#### Excerpt provided:

┌────────

What Is Biofilm — and Why It's Living in Your Cat's Bowl Right Now
4 min read · Hygiene & Health
Summary: It forms within hours of a meal, resists a quick rinse, and can contain some genuinely alarming bacteria. Here's what is actually happening in that bowl you left on the floor.
There is a specific smell that cat owners who feed wet food will recognise immediately.
It is not the smell of the food itself — that is unpleasant but manageable. It is the smell of the bowl after the food has been sitting for a while. Warm, slightly sour, with something underneath it that is harder to name. In Singapore, where warm humid air does to leftover wet food roughly what a petri dish does in a laboratory, that smell arrives faster than you would like and lingers longer than it should.
I am describing this from years of personal experience. Six bowls. Twice daily. A kitchen that never quite cools down. I knew the smell very well.
What causes it is something called biofilm. And once you understand what biofilm actually is, you will never look at a cat bowl sitting on the floor the same way again.
What biofilm is
Every time a cat eats, bacteria from her mouth transfer directly into the bowl. These bacteria — combined with moisture, food oils, and organic residue — begin adhering to the bowl surface almost immediately after a meal ends. Within hours, they start producing a protective matrix around themselves: a structured network of proteins and polysaccharides that anchors the colony to the surface and shields it from outside interference.
This is a biofilm. And it is substantially more resilient than ordinary surface bacteria.
A 2023 paper published in the journal Microorganisms described biofilm as a structured microbial community that is "remarkably resistant to antimicrobial agents and host immune responses." The matrix bacteria build around themselves protects them from conditions that would kill free-floating bacteria — including, critically, a casual rinse under the tap or a quick wipe with a cloth. By the time the bowl smells wrong, the biofilm is already well established.
What actually lives in it
Not all biofilm bacteria are dangerous. Many are harmless. But the conditions that allow biofilm to form — warmth, moisture, organic matter — are also ideal for pathogens.

└────────

#### Listed entries:

┌────────

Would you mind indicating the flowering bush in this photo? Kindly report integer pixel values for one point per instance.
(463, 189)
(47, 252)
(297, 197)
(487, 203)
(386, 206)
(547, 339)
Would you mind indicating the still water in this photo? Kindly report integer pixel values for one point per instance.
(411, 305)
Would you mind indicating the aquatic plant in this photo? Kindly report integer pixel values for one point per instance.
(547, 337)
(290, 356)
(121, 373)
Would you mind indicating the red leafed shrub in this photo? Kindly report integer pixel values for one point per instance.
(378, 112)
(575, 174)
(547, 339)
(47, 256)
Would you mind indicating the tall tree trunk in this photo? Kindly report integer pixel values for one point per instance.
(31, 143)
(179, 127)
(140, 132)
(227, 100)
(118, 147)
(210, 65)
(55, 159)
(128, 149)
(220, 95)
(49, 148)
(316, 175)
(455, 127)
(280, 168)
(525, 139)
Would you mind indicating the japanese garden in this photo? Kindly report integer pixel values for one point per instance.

└────────

#### Aim of the task:
Continue the article on biofilm in cat bowls, picking up after its final sentence. You can set the lines aside; they aren't used here.

#### Response below:
Research has identified MRSA and salmonella in pet dishes. A 2006 study found methicillin-sensitive Staphylococcus aureus in 15% of sampled pet food dishes, Enterobacteriaceae — the family that includes E. coli — in 36%, and Pseudomonads in 18%. These are transmissible bacteria. Pet dishes sit near kitchens. People handle them daily. The path from a cat's bowl to a food preparation surface is short, especially when the person doing the cleaning is in a rush at 7am and the sink is right next to the chopping board.
Why humid climates make this significantly worse
Biofilm formation is accelerated by warmth and humidity. In Singapore, or anywhere that does not get a real winter, the conditions that promote bacterial growth are present year-round. Wet food left in a bowl at room temperature here is not sitting quietly — it is actively fermenting. I have cleaned bowls at the end of the day that I would rather not describe in detail. The 6pm version of a bowl that was used at 7am in this climate is a different object from the one you put down in the morning.
This is not a reason to panic. It is a reason to take the every-meal cleaning standard seriously, and to understand that "I'll clean it tonight" is a more significant delay here than it would be somewhere cooler.
Why rinsing does not work
This is the part that trips people up. Biofilm is not like food residue. You cannot rinse it away. The bacterial matrix physically adheres to the bowl surface, and the protective layer it produces resists water and mild detergent unless you are physically scrubbing the surface with the right tools.
The Raspa et al. 2023 study found something interesting here: there was no significant difference in bacterial counts between bowls that were hand-washed and bowls that were simply wiped dry. Which means most people's hand-washing technique is not actually removing biofilm — it is just redistributing it. Hot water matters. Soap matters. Physical scrubbing with a dedicated brush or sponge matters. A cold water rinse does essentially nothing.
The only way to guarantee there is no biofilm
If a surface never has food contact, biofilm cannot form on it.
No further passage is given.